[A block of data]
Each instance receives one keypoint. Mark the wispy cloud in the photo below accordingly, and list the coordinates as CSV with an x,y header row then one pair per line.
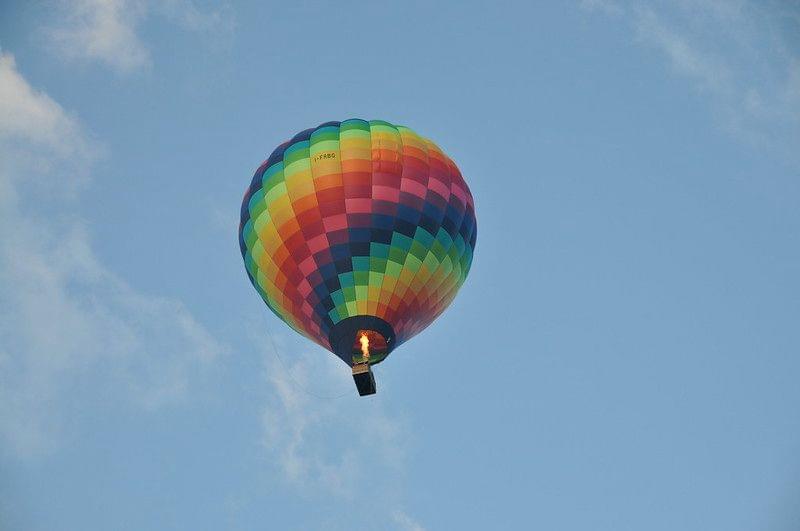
x,y
107,31
406,523
741,55
320,442
65,319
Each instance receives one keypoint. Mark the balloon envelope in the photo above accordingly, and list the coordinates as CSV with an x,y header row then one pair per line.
x,y
358,234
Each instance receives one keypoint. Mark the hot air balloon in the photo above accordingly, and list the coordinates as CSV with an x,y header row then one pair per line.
x,y
358,234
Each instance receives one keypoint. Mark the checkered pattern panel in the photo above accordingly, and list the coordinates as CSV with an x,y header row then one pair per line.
x,y
357,218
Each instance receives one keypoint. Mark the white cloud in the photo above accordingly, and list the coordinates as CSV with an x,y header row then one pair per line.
x,y
103,30
107,30
322,442
741,55
65,319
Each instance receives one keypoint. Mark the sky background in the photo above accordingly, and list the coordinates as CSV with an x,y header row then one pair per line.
x,y
625,354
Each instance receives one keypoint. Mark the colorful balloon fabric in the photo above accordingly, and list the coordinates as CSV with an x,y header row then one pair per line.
x,y
358,227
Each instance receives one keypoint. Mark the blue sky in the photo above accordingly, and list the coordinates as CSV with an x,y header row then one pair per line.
x,y
623,355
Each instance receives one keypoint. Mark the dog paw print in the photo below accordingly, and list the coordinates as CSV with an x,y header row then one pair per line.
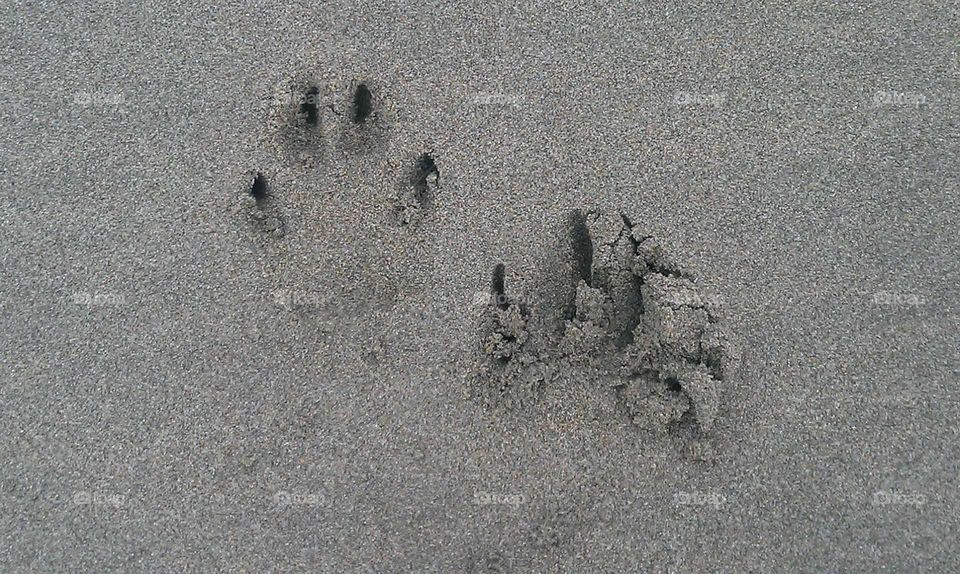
x,y
261,207
417,193
636,321
509,373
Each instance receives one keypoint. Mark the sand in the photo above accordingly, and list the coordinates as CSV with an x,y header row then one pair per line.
x,y
198,375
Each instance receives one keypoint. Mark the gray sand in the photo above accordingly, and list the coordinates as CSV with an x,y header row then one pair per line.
x,y
195,380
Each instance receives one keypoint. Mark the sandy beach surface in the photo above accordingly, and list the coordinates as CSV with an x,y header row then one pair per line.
x,y
321,369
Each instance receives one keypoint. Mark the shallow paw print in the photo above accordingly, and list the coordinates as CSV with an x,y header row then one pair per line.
x,y
418,189
258,205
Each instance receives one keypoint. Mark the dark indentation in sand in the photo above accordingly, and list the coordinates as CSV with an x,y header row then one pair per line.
x,y
417,194
259,189
582,246
497,286
673,384
310,106
261,207
422,171
362,104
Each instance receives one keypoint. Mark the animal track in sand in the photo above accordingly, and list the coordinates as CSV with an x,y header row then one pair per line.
x,y
637,326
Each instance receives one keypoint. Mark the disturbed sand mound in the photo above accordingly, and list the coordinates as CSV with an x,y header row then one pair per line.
x,y
638,325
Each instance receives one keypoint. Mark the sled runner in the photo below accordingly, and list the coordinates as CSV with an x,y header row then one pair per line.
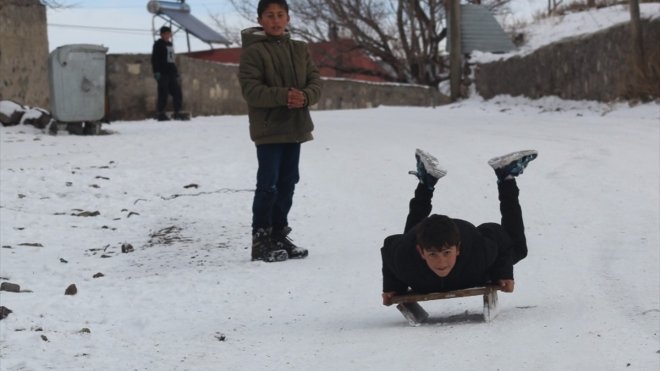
x,y
408,304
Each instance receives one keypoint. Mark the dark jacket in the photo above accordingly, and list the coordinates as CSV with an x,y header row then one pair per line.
x,y
163,58
485,256
269,66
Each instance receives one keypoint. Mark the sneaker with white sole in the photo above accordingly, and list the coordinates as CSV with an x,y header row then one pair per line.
x,y
428,169
512,164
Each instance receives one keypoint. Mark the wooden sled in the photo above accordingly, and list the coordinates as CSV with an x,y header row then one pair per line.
x,y
408,304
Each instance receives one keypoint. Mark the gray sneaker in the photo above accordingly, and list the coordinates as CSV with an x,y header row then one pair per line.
x,y
428,170
512,164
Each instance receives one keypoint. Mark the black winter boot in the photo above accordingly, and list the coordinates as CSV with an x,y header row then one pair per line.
x,y
264,248
282,240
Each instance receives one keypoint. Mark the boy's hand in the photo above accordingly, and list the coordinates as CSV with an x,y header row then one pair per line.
x,y
506,285
387,298
296,98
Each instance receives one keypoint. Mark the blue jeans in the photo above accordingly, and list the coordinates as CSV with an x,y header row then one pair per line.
x,y
276,180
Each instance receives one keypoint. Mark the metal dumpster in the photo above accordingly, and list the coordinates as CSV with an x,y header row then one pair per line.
x,y
77,85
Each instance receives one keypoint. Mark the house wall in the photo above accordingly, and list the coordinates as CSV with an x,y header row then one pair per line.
x,y
593,67
211,88
24,52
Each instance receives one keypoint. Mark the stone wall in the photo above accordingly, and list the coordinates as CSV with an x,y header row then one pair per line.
x,y
24,53
592,67
211,88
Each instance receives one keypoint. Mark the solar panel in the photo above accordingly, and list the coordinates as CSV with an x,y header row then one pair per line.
x,y
179,13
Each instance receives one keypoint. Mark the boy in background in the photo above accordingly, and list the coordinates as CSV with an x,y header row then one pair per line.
x,y
279,82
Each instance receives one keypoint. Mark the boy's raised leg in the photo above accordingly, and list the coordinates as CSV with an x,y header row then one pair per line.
x,y
428,172
507,167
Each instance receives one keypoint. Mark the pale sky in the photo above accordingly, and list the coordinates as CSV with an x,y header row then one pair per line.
x,y
125,26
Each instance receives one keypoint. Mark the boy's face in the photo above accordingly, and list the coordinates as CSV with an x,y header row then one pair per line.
x,y
274,20
440,262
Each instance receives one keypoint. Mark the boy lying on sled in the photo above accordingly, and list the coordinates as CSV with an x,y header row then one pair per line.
x,y
437,253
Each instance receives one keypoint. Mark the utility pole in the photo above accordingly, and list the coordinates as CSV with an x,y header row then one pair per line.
x,y
455,53
639,65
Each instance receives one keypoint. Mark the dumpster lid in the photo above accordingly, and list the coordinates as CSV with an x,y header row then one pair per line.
x,y
62,52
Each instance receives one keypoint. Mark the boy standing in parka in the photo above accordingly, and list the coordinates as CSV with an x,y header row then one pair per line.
x,y
279,82
167,76
437,253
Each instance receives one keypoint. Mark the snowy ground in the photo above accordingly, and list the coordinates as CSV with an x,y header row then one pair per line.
x,y
188,298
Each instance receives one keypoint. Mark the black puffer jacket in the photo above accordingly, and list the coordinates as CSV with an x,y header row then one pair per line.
x,y
485,256
163,58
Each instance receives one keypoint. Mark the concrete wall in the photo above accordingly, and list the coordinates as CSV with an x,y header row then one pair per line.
x,y
211,88
592,67
24,52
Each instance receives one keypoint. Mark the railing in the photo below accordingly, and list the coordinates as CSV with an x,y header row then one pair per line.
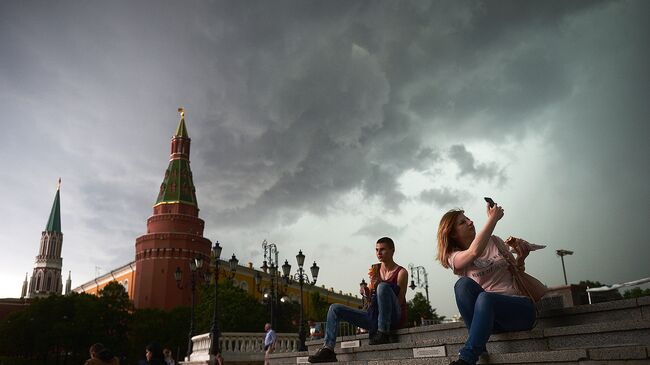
x,y
241,346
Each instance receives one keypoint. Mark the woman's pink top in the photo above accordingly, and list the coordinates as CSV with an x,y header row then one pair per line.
x,y
490,270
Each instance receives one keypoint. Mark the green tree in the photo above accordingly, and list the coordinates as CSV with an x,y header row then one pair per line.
x,y
636,293
418,309
238,311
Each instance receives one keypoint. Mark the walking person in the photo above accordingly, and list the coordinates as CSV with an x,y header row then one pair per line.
x,y
269,342
100,355
169,359
387,311
487,294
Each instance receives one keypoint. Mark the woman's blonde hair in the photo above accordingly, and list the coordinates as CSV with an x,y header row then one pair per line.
x,y
446,244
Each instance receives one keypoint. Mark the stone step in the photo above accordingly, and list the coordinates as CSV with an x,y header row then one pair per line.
x,y
619,333
630,309
637,308
538,339
582,356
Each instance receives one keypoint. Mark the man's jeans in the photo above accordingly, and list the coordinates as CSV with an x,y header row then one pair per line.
x,y
388,309
486,313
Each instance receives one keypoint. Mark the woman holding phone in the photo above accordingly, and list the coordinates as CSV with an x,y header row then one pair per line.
x,y
486,295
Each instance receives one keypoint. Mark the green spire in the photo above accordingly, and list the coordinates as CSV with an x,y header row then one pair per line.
x,y
178,187
54,223
181,131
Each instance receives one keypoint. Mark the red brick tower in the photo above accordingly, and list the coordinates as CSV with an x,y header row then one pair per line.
x,y
174,234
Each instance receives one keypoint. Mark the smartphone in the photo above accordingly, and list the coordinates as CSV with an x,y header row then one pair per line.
x,y
490,201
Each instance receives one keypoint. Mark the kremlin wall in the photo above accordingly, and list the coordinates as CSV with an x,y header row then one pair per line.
x,y
174,236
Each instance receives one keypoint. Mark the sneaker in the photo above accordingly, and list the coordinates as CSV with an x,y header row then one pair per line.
x,y
459,362
380,338
324,354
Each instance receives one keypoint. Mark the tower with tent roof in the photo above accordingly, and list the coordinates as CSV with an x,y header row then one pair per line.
x,y
46,276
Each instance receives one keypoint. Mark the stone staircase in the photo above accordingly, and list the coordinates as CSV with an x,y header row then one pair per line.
x,y
606,333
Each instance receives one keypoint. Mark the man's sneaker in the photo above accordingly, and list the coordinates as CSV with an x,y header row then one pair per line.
x,y
380,338
324,354
459,362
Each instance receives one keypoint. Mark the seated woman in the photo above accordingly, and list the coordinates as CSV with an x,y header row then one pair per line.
x,y
485,293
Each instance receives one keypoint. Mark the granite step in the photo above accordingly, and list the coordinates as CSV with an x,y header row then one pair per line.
x,y
612,355
542,340
586,315
637,308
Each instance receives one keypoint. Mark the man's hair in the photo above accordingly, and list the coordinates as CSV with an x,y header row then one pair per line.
x,y
97,348
387,241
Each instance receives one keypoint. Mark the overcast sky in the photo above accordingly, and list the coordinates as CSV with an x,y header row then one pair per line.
x,y
324,125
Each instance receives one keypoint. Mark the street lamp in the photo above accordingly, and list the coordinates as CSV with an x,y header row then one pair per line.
x,y
416,271
270,266
195,264
214,330
302,277
563,253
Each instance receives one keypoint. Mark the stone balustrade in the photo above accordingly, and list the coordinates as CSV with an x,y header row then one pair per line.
x,y
239,346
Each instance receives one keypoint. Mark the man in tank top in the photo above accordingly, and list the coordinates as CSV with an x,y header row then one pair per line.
x,y
387,311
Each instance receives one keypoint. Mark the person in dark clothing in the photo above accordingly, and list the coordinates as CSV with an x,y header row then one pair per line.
x,y
100,355
154,354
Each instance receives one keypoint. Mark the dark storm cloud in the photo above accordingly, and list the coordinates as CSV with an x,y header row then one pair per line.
x,y
377,228
468,165
444,197
329,103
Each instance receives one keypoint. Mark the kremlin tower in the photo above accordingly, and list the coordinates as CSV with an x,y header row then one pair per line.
x,y
174,234
46,277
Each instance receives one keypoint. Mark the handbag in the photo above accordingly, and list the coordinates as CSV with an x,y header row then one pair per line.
x,y
525,283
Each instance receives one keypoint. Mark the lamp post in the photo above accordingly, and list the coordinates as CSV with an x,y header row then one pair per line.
x,y
563,253
214,330
416,271
195,264
215,350
271,257
302,277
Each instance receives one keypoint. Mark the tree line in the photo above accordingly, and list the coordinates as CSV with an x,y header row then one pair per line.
x,y
61,329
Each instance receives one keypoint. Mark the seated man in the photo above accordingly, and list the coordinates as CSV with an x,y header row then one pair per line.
x,y
387,311
315,330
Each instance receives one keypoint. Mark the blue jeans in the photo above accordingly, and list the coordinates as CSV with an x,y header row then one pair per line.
x,y
388,309
486,313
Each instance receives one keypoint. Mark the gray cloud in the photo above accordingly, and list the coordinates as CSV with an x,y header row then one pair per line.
x,y
376,228
444,197
468,165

__STATED EXERCISE__: Starting at the line that contains "Each instance receives one keypoint. Mark the gray cloud" and continuing through the end of the data, reproduce those lines with "gray cloud" replaced by "storm cloud" and all else unchanged.

__FINISHED EXERCISE__:
Each instance receives one keypoint. Mark the storm cloud in the photo above accordingly, and list the coordinates as CSV with an x,y header row then one pair per line.
x,y
376,228
444,197
468,165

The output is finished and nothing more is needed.